Instructions to follow: Retype only the lines running from the beginning of the entries below to the line with "Phrase: green leaf", both included. Do not include pictures.

Extracted records:
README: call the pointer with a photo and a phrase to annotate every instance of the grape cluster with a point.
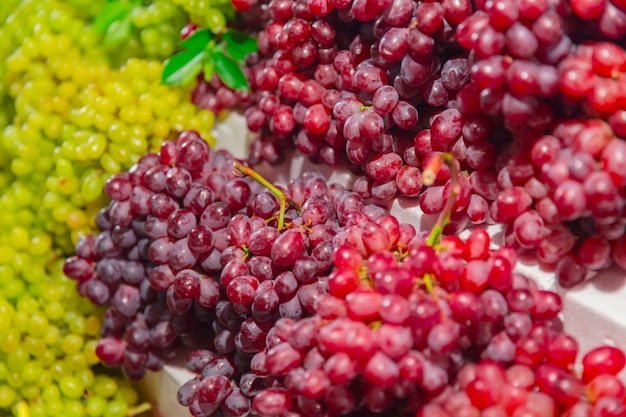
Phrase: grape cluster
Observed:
(211, 14)
(309, 300)
(48, 333)
(528, 96)
(74, 120)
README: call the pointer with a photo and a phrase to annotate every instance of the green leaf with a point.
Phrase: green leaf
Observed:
(209, 66)
(118, 31)
(198, 40)
(238, 44)
(110, 13)
(229, 71)
(183, 67)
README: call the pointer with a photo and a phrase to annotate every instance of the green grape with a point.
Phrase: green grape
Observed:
(7, 396)
(95, 406)
(71, 387)
(116, 408)
(105, 386)
(32, 371)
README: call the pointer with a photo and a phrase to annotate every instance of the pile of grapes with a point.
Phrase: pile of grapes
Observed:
(126, 240)
(309, 300)
(73, 111)
(528, 95)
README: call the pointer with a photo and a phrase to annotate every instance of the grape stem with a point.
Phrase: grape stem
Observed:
(429, 177)
(282, 197)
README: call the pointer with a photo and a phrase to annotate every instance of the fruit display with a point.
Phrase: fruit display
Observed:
(474, 137)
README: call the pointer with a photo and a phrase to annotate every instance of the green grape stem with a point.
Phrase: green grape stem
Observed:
(139, 409)
(282, 197)
(444, 216)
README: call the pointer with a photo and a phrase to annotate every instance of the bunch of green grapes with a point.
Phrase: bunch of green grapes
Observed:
(77, 119)
(48, 333)
(213, 14)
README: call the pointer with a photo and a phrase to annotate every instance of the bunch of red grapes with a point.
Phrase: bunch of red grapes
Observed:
(309, 300)
(528, 95)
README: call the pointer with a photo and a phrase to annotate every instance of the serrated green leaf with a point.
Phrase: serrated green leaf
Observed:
(110, 13)
(199, 39)
(209, 66)
(229, 71)
(118, 31)
(183, 67)
(238, 44)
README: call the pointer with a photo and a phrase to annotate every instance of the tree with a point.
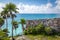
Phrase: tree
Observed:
(15, 25)
(1, 22)
(5, 15)
(11, 8)
(22, 22)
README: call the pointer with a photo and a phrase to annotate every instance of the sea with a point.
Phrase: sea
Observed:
(27, 17)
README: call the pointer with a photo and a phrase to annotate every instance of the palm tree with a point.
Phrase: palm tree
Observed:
(5, 15)
(15, 25)
(1, 22)
(11, 8)
(22, 22)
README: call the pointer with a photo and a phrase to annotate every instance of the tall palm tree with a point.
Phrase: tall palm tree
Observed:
(15, 25)
(11, 8)
(1, 22)
(5, 15)
(22, 22)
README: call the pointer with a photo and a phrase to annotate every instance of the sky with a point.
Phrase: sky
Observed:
(34, 6)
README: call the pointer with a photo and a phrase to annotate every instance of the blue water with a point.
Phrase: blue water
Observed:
(28, 17)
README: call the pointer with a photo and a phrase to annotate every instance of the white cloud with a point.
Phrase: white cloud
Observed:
(34, 9)
(46, 8)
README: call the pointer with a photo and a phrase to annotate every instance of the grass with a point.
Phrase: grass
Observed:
(42, 37)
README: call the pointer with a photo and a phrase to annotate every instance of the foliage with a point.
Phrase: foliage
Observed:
(40, 28)
(1, 21)
(48, 30)
(15, 24)
(35, 30)
(22, 21)
(3, 35)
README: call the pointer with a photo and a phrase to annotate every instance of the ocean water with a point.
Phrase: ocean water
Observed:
(28, 17)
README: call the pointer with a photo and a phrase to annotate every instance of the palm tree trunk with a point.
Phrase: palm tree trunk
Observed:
(15, 32)
(23, 27)
(12, 29)
(6, 22)
(12, 24)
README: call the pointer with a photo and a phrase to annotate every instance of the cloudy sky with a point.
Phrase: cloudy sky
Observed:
(34, 6)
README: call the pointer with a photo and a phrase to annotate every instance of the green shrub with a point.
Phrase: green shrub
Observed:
(48, 30)
(40, 28)
(25, 32)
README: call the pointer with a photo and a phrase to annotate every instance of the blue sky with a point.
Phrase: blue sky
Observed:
(35, 6)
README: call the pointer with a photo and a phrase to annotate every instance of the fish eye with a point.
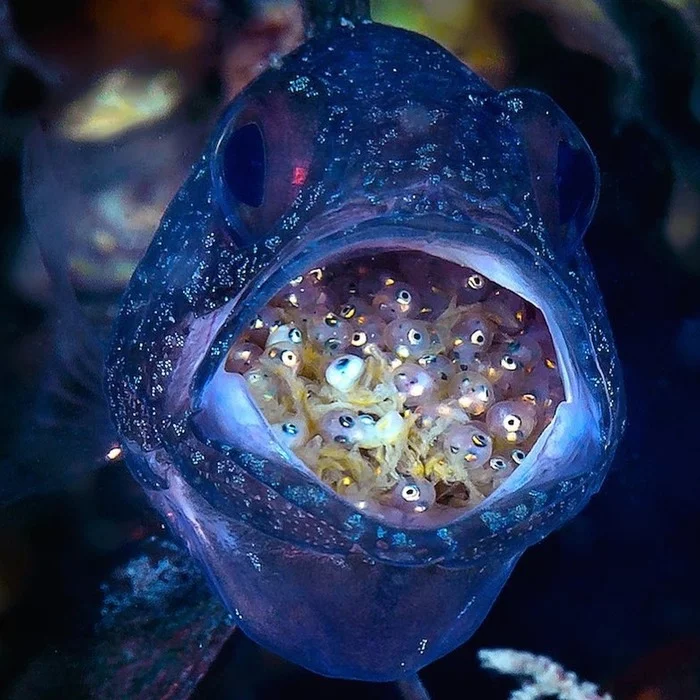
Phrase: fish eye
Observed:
(410, 493)
(244, 164)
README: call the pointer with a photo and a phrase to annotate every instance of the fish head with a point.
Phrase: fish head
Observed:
(366, 147)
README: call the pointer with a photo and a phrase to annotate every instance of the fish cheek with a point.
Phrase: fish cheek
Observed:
(564, 174)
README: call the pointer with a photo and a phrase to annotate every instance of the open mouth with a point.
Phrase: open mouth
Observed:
(403, 381)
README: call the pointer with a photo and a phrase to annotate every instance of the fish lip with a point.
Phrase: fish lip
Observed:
(376, 234)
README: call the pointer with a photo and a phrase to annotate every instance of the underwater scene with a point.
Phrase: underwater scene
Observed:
(348, 347)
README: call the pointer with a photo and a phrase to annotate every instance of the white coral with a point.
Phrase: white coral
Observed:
(548, 678)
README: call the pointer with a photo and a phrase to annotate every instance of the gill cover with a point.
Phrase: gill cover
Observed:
(564, 175)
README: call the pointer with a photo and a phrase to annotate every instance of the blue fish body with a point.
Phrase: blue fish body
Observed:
(374, 138)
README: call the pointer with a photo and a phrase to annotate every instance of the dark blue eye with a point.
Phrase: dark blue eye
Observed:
(576, 184)
(244, 165)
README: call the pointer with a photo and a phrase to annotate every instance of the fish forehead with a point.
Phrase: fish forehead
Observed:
(396, 111)
(369, 74)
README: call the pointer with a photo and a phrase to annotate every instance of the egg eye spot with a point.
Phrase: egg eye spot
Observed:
(289, 359)
(518, 456)
(512, 422)
(480, 440)
(348, 311)
(508, 363)
(410, 493)
(414, 336)
(475, 281)
(477, 338)
(295, 335)
(346, 421)
(359, 338)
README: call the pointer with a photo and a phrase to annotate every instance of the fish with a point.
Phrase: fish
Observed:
(366, 144)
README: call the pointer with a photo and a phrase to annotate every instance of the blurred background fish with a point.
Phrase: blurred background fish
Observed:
(125, 93)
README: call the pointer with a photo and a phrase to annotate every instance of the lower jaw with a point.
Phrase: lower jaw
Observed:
(416, 475)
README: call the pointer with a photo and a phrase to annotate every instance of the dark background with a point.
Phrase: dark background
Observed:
(614, 595)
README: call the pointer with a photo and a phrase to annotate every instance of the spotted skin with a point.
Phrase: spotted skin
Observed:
(408, 147)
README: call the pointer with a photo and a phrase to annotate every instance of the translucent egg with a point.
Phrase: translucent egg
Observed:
(287, 333)
(344, 372)
(538, 386)
(242, 357)
(329, 332)
(440, 368)
(267, 319)
(434, 302)
(414, 383)
(385, 431)
(344, 427)
(292, 433)
(512, 421)
(471, 286)
(408, 338)
(474, 392)
(473, 330)
(400, 300)
(353, 309)
(305, 292)
(507, 310)
(368, 329)
(413, 495)
(263, 386)
(526, 351)
(284, 356)
(467, 446)
(427, 414)
(349, 429)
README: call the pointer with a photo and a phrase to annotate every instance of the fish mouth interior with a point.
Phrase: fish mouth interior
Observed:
(410, 385)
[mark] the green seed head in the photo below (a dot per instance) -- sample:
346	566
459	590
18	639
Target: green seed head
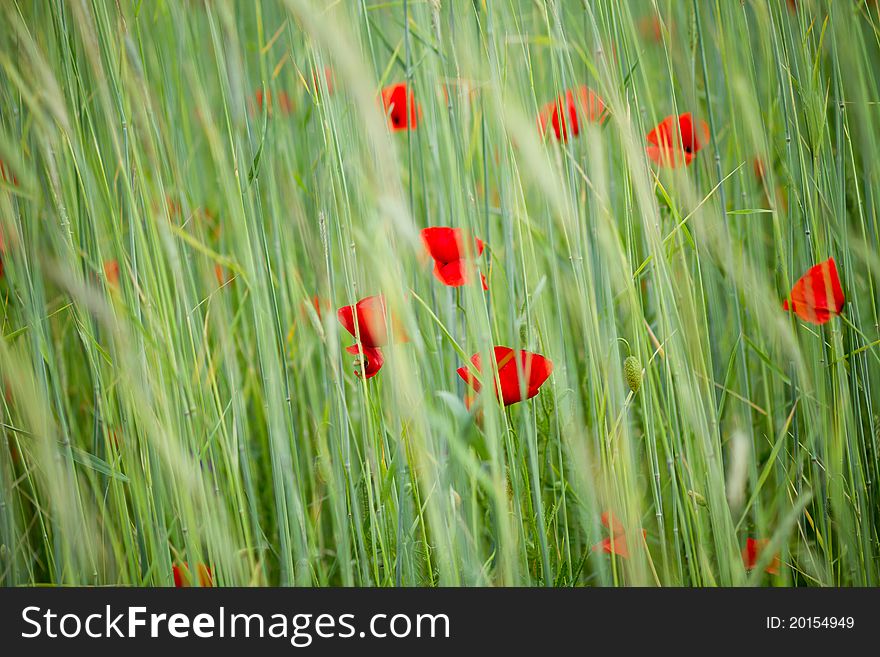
698	499
632	371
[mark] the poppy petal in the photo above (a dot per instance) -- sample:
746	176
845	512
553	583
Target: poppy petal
817	296
508	362
453	274
401	107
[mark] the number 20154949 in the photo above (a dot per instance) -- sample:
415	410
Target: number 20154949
810	623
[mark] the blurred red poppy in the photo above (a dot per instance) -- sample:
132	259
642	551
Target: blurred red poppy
370	315
677	140
616	542
817	296
182	577
567	113
396	100
447	246
752	552
508	364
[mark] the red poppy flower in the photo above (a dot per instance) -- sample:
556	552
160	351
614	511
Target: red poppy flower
677	140
817	296
508	364
567	112
447	247
752	552
111	272
182	577
397	100
616	543
371	316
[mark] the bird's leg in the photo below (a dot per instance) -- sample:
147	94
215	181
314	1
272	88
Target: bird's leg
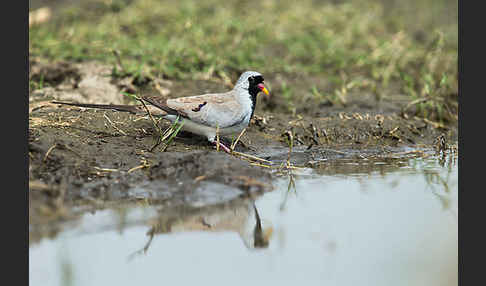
221	145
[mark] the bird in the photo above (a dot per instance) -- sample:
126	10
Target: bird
226	113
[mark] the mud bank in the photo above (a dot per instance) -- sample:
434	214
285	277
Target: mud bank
84	159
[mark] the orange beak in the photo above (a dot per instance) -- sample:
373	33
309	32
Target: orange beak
262	88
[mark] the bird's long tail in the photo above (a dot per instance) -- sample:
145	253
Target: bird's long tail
134	109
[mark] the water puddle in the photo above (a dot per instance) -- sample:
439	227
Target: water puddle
367	222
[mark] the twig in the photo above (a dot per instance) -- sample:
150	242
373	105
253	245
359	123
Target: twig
217	138
49	151
233	145
251	156
113	125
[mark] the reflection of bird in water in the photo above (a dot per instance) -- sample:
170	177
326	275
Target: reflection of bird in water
241	217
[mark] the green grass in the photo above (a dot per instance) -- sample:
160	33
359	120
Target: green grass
409	47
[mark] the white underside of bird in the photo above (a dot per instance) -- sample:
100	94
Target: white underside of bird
207	115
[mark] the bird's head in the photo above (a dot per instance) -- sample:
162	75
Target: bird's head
253	82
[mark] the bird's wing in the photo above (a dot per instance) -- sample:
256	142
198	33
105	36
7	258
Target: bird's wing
216	109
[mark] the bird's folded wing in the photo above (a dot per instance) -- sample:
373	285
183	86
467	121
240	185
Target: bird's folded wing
218	109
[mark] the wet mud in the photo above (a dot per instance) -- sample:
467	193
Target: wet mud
86	159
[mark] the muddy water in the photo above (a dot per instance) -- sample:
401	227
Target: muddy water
387	223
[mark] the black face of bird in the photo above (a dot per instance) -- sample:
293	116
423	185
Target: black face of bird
256	85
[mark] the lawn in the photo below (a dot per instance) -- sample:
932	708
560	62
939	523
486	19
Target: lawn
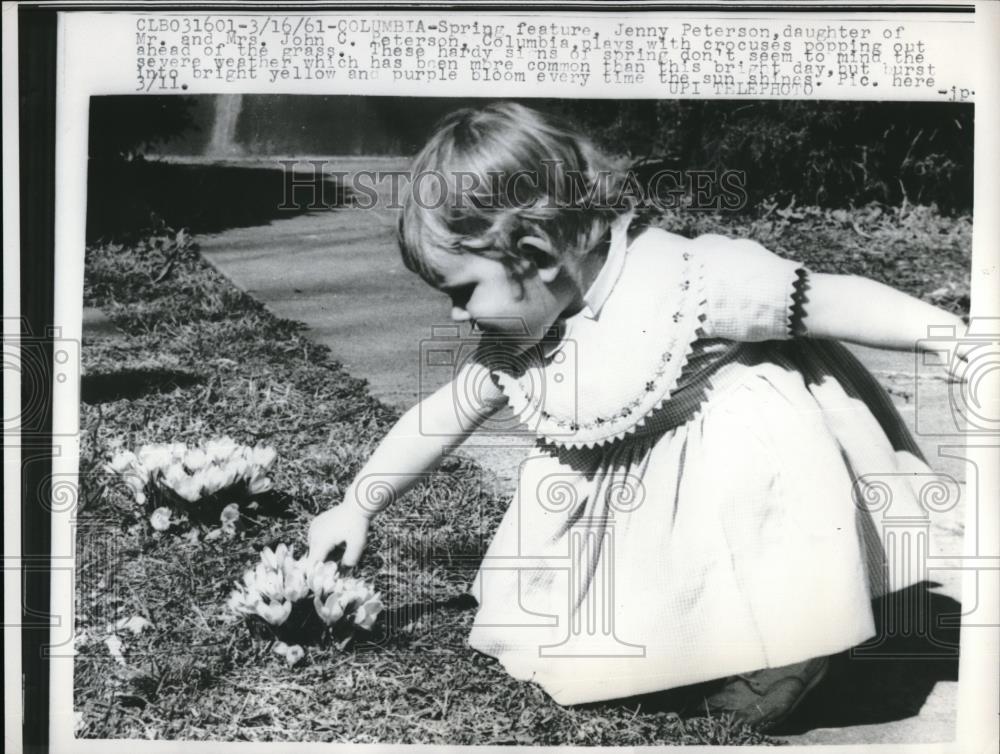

Answer box:
README: call the pointer with a photo and a phrase to annotate every instance of the grape cluster with a point.
Phrase: grape cluster
Observed:
(211, 14)
(309, 300)
(48, 333)
(528, 96)
(74, 120)
README: call the pointer with a photo and a phrase to annotate every instance of the green leaf with a point.
Phrase: green leaf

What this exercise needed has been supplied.